■ Work to be completed ■
Will you transcribe all the entries word for word, skipping the pictures they hold?

■ Entries ■
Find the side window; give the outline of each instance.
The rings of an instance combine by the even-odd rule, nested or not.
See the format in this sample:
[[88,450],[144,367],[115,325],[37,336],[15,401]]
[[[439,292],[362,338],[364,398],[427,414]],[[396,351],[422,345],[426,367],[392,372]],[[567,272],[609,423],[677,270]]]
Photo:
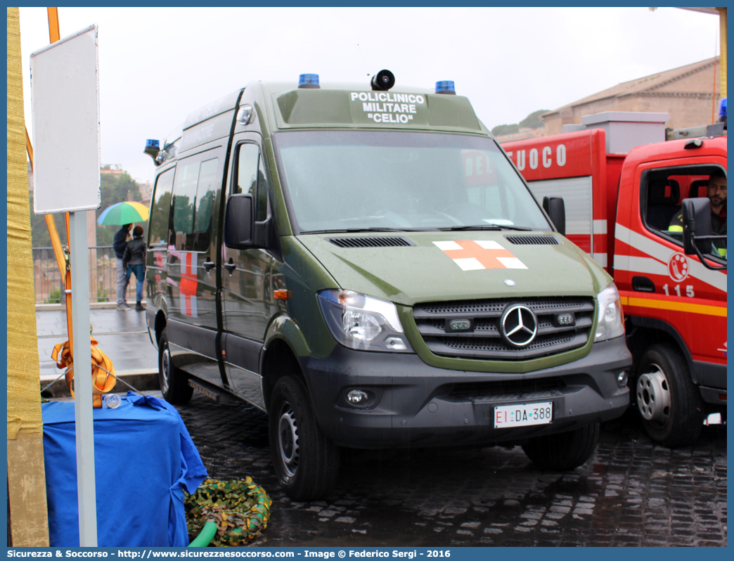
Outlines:
[[191,250],[194,234],[194,200],[199,181],[200,162],[178,164],[173,187],[173,232],[172,244],[177,250]]
[[217,198],[219,159],[179,162],[173,186],[171,245],[184,251],[208,251]]
[[[710,184],[716,189],[709,189]],[[678,245],[683,245],[681,204],[686,198],[708,197],[712,234],[726,234],[726,172],[718,166],[647,170],[642,174],[640,194],[642,217],[647,228]],[[726,258],[726,240],[713,242],[711,253]]]
[[211,217],[217,198],[219,159],[201,162],[194,212],[194,251],[208,251],[211,242]]
[[156,181],[156,190],[150,205],[149,245],[168,241],[168,219],[171,214],[171,191],[175,172],[175,168],[172,167],[159,175]]
[[255,199],[255,220],[262,222],[267,218],[268,180],[265,165],[256,144],[241,144],[237,153],[236,183],[232,194],[250,193]]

■ Full answer ■
Find the side window; give the outline of each instance.
The rings of an instance combine by the even-odd rule, nested or not.
See the format in this sample:
[[88,450],[144,367],[115,325],[37,336],[15,401]]
[[[439,292],[362,338],[364,398],[427,414]],[[396,351],[422,345],[426,367],[392,372]],[[567,272],[609,423],[677,270]]]
Photo:
Outlines:
[[191,250],[194,234],[194,200],[199,181],[200,162],[178,164],[173,187],[173,232],[172,244],[177,250]]
[[217,198],[219,159],[179,162],[173,186],[171,245],[184,251],[208,251]]
[[[710,184],[716,189],[709,189]],[[678,245],[683,245],[681,204],[686,198],[708,197],[712,234],[726,234],[726,172],[718,166],[647,170],[642,174],[640,194],[642,217],[647,228]],[[726,258],[726,240],[713,242],[711,253]]]
[[211,217],[217,198],[219,159],[201,162],[194,212],[194,251],[208,251],[211,242]]
[[156,181],[156,190],[150,205],[149,245],[168,241],[168,219],[171,214],[171,191],[175,172],[175,168],[172,167],[159,175]]
[[255,199],[255,220],[262,222],[267,218],[268,180],[265,165],[256,144],[241,144],[237,153],[236,183],[232,194],[250,193]]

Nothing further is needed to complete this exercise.